··· Given data

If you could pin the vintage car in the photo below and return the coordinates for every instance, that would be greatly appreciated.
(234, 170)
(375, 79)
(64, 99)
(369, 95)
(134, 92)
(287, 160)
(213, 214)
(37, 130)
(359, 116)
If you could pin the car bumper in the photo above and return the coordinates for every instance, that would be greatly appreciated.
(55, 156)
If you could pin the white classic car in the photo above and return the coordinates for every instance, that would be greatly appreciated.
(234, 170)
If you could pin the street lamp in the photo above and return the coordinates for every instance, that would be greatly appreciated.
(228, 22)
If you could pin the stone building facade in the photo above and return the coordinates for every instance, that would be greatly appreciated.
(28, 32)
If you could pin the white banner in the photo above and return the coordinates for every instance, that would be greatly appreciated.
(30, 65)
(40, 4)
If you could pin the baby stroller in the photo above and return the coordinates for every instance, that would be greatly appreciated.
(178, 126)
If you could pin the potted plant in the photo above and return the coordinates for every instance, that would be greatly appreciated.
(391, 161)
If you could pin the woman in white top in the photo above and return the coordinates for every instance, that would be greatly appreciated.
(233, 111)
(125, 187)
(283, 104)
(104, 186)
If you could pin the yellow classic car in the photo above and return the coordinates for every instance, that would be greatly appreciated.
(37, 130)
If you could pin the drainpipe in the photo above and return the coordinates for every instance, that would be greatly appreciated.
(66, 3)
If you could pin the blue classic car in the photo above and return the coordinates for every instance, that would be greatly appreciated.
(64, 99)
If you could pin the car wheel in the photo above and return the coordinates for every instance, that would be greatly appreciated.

······

> **Assignment**:
Exactly the lines from the one containing "If you could pin the blue" through the final line of the records must appear in your reply, and no others.

> **Exercise answer**:
If you could pin the blue classic car in the photo above and return the coordinates for every instance, that would be greatly appreciated.
(64, 99)
If you could pin the car wheel in the photo above and return the coordinates for every instance, that would be greatly appreciated.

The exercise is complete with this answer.